How to Become the Great Lover of Your Life

The following is a guest post by Dr. Shannon Gulbranson.

Are you a great lover of yourself? Of your life? Of your life’s work?

If not, then why not? Why not now?

The first step to take in becoming the great lover of your life is to clearly and courageously define your desires— especially the ones you’re most passionate about.

Often, we play the subtle and many times unconscious role of the damsel in distress in our lives, not realizing that this role is that of a victim and is intensely destructive to our power, passion and all possibility.

Life can quickly become a pit or prison instead of a palace and happily ever after.

When was the last time you felt fully engaged in your life? What would loving your life and your life’s work look and feel like for you? Would you be willing to redefine loving your life and how you see it?

My life changed when I stopped telling a “poor me” story and instead told my story from the perspective of the writer, not a character. I no longer chose to be the damsel in distress, while pretending to play the part of the powerful leading lady. Instead, I became the leading lady in my own story, while living a new role of love, life, lessons and legacy. This new storyteller no longer pretends to be anything that she is not, nor does she tell a story that she doesn’t choose to live.

Now that’s a love story, filled with a romantic adventure in healing!

I started to live this new story by beginning the journey of dating myself well many years ago. You can too!

══════════════════════════════

Things to do.
1. For each statement about the guest post, marked (a), (b) and (c), answer yes or no and quote the words of the text that decide it. (a) The first step toward becoming the great lover of your life is to define your desires clearly and courageously. (b) Playing the damsel in distress strengthens one's power. (c) The writer began dating herself only recently.
2. Rewrite the part of the guest post that begins at the words "The following is" and stops after "most passionate about.", replacing "desires" with "goals".
The data that come next are separate material, unrelated to the guest post.

Data below.
══════════════════════════════

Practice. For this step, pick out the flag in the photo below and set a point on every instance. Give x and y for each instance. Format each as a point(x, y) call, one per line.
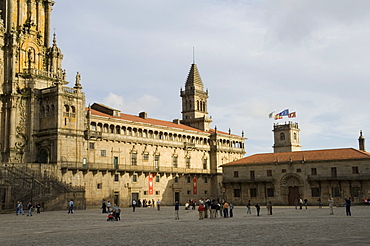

══════════════════════════════

Activity answers.
1.
(a) Yes: "The first step to take in becoming the great lover of your life is to clearly and courageously define your desires"
(b) No: "intensely destructive to our power, passion and all possibility"
(c) No: "by beginning the journey of dating myself well many years ago"

2.
The following is a guest post by Dr. Shannon Gulbranson.

Are you a great lover of yourself? Of your life? Of your life’s work?

If not, then why not? Why not now?

The first step to take in becoming the great lover of your life is to clearly and courageously define your goals— especially the ones you’re most passionate about.